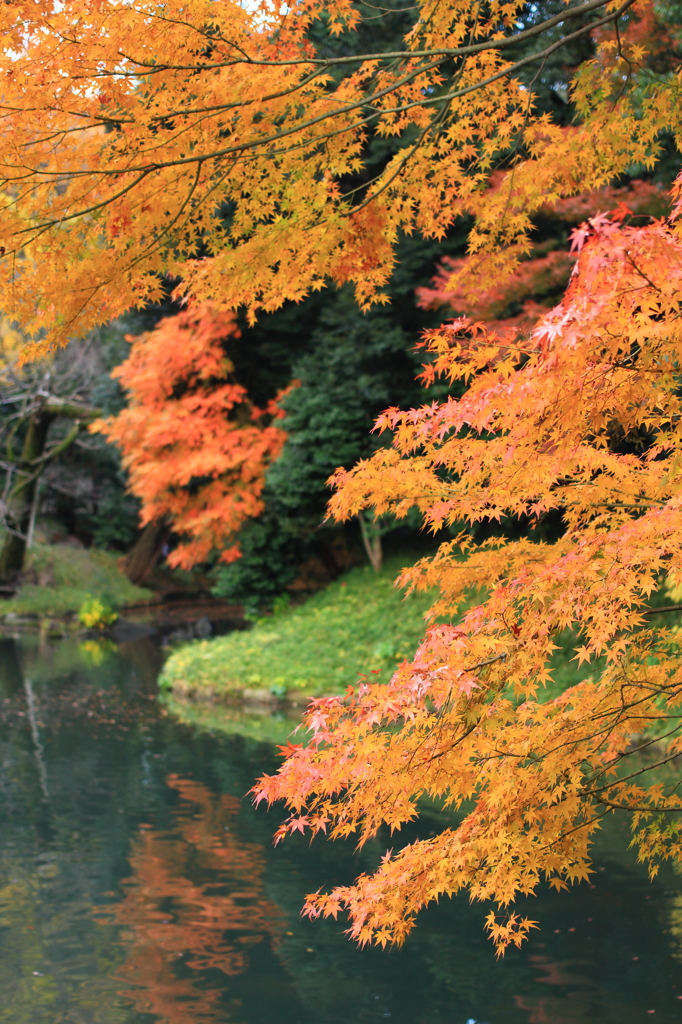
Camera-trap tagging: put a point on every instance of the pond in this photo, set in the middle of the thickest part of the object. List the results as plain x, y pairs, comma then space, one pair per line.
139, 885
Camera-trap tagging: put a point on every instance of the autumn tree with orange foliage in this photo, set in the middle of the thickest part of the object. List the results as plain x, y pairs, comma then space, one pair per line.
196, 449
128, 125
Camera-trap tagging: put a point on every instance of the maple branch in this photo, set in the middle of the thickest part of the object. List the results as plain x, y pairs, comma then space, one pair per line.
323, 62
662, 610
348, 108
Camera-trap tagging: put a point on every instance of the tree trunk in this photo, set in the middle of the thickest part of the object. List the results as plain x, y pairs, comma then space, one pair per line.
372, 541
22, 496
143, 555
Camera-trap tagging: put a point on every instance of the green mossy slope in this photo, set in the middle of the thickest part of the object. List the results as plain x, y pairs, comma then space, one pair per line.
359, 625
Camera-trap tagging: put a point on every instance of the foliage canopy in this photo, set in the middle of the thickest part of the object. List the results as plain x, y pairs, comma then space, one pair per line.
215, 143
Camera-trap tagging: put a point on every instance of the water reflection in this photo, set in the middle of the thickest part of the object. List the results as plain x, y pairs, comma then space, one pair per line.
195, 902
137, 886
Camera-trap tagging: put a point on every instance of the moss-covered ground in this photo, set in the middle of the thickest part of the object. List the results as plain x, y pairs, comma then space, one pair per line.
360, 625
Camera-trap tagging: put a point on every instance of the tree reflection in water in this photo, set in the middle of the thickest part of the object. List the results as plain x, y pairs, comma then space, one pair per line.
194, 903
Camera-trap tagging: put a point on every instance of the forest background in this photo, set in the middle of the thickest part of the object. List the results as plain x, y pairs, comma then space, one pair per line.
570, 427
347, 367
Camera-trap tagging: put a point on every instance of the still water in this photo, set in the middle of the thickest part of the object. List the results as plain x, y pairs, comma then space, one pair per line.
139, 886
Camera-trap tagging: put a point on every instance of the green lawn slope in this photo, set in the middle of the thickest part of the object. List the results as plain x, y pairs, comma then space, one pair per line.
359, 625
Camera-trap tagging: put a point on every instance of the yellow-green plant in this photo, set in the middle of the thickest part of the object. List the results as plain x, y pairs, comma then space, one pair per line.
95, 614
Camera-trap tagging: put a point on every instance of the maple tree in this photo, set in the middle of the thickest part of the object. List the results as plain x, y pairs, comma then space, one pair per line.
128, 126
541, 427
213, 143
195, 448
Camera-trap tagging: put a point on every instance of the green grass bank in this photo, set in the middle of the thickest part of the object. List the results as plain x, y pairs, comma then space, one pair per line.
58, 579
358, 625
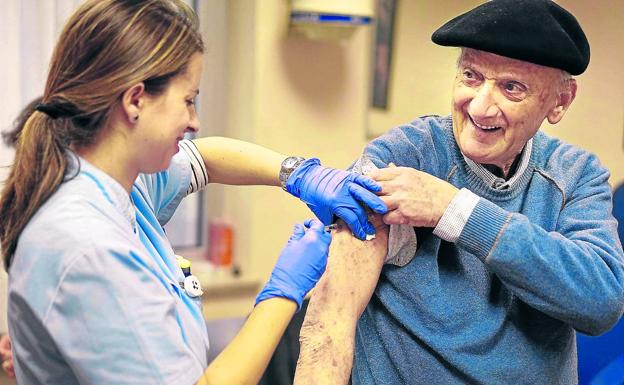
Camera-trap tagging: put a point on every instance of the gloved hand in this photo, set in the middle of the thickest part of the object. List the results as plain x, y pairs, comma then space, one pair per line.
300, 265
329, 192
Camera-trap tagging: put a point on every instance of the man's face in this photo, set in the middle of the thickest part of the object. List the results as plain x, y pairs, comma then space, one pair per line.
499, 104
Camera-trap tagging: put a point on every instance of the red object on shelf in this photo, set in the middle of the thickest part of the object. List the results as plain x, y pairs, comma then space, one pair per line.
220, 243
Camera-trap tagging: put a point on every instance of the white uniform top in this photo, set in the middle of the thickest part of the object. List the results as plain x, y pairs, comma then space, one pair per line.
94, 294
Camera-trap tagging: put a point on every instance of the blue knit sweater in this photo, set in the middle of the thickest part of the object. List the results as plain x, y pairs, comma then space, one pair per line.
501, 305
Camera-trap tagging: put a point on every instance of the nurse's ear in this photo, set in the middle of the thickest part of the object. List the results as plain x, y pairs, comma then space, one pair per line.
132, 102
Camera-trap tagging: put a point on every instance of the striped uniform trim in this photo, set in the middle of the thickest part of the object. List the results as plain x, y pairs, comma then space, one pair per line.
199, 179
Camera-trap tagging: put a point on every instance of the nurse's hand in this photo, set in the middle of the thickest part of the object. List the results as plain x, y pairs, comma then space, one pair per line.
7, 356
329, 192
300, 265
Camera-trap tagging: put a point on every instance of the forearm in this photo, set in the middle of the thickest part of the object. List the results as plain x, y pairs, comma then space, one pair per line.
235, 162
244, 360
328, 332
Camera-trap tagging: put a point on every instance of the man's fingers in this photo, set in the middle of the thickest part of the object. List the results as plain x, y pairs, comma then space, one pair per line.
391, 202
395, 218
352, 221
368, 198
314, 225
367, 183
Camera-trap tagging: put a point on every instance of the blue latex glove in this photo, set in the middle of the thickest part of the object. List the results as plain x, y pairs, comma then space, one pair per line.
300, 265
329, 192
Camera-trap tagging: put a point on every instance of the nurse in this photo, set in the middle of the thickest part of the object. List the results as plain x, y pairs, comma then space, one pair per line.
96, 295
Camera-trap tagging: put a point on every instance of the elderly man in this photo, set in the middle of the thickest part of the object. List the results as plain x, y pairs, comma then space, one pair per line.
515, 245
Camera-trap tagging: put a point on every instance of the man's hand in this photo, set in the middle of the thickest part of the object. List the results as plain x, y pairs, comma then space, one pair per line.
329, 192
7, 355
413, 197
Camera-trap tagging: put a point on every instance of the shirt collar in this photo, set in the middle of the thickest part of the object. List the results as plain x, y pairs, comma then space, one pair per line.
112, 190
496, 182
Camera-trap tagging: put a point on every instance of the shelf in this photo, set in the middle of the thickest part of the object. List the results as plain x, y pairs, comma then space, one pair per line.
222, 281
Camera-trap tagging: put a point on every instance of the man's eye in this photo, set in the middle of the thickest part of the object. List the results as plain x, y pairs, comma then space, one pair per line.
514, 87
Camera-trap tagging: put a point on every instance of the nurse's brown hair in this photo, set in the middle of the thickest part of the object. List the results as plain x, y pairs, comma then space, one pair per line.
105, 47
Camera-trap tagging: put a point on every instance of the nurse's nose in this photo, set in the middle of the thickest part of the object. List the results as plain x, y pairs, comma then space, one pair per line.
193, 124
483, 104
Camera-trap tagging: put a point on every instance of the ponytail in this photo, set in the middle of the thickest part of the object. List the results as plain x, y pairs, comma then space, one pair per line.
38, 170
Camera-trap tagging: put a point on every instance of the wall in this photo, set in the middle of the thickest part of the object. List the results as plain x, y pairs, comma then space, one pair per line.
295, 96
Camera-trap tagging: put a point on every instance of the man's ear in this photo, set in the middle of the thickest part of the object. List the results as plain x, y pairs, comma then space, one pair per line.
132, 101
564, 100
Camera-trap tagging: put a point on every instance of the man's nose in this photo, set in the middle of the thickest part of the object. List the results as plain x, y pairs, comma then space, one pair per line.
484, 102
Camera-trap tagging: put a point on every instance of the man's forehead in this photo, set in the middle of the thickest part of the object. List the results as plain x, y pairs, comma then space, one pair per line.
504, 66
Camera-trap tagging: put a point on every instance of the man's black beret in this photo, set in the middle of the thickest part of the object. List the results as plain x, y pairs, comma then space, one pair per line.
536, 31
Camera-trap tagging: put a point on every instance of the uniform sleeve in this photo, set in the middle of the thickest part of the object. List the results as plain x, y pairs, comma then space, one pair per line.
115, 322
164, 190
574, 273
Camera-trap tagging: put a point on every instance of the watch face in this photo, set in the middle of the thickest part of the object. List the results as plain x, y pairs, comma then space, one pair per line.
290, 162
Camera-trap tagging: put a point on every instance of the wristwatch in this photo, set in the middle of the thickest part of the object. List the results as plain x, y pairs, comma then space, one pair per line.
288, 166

...

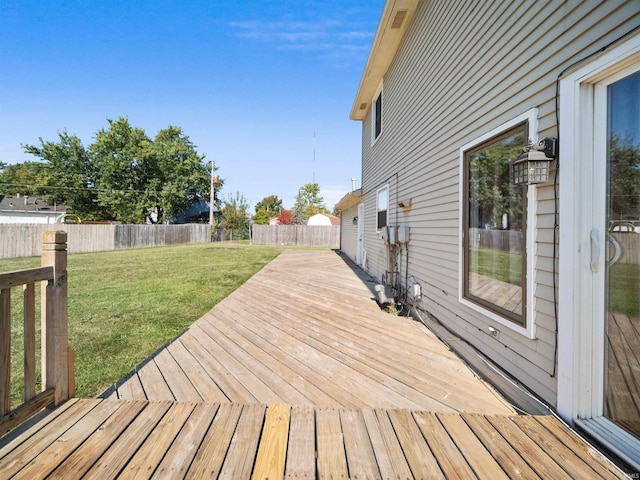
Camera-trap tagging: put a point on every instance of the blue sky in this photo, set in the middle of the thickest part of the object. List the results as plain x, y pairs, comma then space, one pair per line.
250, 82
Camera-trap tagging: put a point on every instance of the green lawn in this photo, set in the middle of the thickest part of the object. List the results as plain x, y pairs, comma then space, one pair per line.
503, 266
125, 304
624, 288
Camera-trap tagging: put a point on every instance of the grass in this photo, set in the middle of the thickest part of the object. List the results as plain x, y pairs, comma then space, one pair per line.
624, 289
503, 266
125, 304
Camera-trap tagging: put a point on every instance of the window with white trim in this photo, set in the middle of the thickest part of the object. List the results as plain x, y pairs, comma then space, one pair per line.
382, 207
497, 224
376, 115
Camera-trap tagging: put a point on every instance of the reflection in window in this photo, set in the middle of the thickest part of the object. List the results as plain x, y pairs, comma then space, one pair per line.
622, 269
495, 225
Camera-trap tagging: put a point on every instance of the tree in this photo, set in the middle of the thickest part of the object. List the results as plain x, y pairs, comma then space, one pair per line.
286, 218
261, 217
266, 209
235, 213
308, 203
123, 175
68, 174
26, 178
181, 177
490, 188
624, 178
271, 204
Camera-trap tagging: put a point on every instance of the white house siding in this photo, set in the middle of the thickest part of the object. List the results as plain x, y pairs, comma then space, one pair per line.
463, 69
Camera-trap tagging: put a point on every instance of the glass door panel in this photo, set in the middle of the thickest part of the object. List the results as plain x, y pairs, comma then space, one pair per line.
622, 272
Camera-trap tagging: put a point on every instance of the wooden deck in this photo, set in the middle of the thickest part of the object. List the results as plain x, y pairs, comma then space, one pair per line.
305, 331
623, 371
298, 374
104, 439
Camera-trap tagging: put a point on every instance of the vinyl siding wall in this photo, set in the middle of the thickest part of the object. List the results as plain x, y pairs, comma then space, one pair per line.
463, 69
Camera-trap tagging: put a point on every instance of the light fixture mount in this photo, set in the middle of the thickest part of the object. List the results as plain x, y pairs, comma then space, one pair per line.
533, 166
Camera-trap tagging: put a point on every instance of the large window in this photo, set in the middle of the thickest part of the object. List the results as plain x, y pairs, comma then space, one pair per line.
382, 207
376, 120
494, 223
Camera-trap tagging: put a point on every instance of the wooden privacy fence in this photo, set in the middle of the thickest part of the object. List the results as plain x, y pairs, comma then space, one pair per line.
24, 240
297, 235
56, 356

--

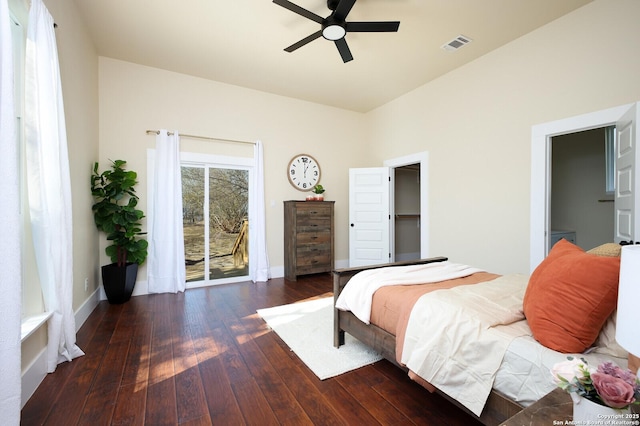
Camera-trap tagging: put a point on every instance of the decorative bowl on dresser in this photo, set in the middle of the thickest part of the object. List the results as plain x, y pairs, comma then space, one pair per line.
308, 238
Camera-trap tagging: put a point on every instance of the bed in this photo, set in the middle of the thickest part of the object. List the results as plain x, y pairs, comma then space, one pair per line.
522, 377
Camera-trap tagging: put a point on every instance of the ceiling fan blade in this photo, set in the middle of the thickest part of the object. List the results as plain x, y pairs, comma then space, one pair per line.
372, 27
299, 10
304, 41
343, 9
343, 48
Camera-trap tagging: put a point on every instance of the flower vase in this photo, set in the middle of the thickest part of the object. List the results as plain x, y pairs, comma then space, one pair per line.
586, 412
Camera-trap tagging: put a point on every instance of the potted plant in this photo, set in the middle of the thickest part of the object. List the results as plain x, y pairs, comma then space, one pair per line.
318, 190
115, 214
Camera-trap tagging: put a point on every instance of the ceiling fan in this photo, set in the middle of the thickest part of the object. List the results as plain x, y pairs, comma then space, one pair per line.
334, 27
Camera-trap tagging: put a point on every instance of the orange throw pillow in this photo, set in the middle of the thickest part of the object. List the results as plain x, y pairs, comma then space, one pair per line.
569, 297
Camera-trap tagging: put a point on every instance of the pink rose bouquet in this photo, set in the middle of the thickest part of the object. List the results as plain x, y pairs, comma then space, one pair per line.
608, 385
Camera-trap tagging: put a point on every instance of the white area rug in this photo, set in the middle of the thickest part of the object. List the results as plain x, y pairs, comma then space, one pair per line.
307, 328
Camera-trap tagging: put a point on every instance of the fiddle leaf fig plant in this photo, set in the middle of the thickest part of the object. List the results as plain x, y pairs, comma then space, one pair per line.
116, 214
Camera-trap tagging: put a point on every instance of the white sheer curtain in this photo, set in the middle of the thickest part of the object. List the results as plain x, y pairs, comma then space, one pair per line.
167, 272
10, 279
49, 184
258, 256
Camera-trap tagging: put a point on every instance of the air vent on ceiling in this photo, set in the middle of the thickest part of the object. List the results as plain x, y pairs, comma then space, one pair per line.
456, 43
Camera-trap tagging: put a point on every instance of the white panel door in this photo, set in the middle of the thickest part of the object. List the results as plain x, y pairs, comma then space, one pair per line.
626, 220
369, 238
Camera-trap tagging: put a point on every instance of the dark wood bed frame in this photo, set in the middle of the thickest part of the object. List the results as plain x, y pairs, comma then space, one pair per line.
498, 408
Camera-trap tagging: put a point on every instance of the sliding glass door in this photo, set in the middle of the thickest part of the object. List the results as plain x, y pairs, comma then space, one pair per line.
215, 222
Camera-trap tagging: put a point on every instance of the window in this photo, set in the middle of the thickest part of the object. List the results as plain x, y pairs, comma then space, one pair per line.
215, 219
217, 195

**The exercise:** Select every line above that contains the word "mossy" and copy each one out in full. Case counts.

**Exercise response:**
Camera-trap tagging: put a point on every instance of the green mossy slope in this photo, set in the middle of the thickest part of the object. List the results as plain x, y pairs, comma then space, one pair per line.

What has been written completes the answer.